### What is being asked
List every line in the entries below that contains the word "white".

----

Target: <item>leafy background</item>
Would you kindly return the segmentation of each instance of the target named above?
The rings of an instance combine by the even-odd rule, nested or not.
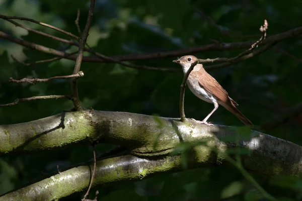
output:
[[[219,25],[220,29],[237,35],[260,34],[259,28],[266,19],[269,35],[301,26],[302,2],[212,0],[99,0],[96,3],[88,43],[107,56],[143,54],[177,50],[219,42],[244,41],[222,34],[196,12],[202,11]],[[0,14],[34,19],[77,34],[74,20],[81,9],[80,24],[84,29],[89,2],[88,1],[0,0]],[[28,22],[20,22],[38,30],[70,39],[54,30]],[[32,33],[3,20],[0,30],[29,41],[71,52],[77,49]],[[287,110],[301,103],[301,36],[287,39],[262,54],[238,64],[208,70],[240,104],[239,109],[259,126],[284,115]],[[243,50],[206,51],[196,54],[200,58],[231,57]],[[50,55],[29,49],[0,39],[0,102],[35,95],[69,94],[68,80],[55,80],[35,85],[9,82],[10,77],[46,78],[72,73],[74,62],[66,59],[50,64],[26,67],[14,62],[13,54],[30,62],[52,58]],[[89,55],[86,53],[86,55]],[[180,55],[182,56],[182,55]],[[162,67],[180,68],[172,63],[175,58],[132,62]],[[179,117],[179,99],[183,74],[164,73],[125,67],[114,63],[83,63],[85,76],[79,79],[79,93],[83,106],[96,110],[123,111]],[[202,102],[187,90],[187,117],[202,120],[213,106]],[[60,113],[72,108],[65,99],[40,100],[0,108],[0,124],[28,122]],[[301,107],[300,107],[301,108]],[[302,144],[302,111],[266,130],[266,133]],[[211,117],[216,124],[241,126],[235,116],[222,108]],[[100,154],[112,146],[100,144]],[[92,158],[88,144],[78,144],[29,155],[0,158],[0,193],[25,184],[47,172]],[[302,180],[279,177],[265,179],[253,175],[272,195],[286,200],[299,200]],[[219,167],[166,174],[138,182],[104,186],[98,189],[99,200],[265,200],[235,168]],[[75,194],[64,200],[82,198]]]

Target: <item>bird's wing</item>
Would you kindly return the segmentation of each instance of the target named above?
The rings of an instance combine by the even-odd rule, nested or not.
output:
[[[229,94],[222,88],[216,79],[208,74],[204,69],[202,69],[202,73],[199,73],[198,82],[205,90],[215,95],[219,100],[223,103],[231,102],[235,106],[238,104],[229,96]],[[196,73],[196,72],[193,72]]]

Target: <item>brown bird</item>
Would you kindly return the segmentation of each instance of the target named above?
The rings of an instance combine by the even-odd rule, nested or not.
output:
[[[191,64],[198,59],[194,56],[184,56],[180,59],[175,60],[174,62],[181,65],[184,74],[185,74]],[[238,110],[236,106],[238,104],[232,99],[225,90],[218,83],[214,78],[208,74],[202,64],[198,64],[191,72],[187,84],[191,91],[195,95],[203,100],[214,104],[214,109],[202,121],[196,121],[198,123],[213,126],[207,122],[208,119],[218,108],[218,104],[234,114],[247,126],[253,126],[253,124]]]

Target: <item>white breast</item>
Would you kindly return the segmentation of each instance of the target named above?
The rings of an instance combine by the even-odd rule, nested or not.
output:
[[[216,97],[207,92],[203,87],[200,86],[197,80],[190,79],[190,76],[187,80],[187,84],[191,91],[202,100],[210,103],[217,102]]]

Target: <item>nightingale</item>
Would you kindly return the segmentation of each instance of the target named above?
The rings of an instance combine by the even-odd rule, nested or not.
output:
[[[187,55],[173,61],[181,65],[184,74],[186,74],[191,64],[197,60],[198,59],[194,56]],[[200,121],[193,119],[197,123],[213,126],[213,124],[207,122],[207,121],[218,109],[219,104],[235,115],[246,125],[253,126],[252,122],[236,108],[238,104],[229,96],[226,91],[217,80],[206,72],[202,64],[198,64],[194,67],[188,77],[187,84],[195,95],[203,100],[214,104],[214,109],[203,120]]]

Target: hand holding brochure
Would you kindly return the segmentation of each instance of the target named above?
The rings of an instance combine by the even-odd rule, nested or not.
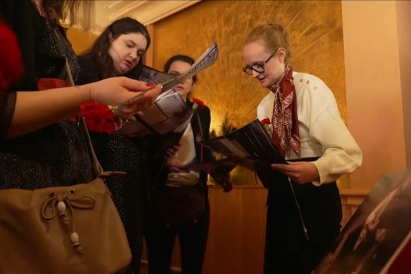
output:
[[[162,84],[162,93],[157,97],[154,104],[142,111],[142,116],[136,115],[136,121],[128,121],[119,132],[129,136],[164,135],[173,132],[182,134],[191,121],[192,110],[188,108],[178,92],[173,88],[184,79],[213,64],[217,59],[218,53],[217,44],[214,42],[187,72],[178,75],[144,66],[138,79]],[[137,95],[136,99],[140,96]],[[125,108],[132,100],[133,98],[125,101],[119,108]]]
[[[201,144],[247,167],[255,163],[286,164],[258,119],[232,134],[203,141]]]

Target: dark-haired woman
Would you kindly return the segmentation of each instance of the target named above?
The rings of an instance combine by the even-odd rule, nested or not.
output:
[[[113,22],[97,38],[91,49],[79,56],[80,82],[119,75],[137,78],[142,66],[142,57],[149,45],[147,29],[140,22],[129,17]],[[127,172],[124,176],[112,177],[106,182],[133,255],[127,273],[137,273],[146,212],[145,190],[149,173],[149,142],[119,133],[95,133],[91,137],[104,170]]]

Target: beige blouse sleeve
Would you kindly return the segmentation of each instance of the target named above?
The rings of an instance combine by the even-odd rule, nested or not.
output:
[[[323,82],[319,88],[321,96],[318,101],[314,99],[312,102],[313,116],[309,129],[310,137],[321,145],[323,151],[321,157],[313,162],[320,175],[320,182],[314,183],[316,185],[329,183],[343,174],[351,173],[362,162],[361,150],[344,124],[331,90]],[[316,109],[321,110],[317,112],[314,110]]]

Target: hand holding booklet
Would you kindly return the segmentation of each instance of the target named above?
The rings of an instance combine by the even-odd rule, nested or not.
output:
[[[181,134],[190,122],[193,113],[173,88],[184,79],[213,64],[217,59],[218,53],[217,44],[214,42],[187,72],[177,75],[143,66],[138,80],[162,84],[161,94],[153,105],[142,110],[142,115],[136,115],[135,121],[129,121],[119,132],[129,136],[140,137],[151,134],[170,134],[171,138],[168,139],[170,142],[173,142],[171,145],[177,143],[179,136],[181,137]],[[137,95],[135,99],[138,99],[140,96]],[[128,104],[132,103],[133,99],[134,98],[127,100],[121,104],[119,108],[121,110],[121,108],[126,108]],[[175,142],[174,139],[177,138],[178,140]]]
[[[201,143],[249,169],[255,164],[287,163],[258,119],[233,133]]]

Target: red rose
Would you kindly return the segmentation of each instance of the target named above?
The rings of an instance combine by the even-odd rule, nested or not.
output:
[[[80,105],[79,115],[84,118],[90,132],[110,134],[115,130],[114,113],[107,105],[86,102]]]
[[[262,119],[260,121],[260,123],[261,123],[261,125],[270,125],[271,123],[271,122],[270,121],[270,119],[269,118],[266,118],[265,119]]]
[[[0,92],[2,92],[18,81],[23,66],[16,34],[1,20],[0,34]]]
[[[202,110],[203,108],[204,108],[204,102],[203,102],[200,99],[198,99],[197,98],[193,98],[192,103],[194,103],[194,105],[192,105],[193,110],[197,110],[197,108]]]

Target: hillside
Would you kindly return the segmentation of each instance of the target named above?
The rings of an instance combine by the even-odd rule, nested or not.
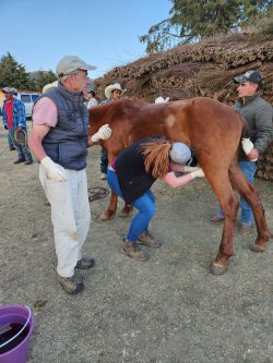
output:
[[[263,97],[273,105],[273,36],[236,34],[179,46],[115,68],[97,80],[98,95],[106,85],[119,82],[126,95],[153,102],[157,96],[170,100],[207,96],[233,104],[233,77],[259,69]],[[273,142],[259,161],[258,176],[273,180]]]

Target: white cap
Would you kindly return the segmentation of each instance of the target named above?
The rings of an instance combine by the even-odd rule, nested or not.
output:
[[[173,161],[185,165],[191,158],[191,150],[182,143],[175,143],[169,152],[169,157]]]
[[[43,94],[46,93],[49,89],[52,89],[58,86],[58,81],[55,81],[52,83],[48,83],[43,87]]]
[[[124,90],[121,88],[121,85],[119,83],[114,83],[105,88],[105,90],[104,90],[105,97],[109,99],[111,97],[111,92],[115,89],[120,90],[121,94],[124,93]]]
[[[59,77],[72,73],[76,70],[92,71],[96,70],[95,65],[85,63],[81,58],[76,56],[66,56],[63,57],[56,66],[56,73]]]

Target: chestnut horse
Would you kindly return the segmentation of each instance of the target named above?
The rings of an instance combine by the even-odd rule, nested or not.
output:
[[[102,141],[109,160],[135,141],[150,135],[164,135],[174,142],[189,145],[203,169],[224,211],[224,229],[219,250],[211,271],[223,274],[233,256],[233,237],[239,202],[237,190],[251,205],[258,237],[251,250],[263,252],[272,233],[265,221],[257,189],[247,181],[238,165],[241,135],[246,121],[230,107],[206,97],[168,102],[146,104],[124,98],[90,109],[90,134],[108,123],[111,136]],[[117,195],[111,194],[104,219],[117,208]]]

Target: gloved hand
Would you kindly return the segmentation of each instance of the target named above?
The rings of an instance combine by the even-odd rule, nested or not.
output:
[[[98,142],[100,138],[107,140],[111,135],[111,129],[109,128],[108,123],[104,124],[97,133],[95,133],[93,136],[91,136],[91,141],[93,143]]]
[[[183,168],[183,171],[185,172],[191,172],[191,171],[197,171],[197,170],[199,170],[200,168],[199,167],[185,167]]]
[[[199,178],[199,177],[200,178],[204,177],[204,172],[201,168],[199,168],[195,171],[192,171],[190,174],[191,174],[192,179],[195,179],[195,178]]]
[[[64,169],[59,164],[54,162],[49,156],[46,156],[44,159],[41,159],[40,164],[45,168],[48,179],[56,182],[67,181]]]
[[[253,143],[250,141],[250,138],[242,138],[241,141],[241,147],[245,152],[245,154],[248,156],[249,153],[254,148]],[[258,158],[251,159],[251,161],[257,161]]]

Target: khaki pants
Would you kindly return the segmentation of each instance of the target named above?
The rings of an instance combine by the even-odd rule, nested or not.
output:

----

### Correct output
Target: <item>white breast</item>
Target: white cap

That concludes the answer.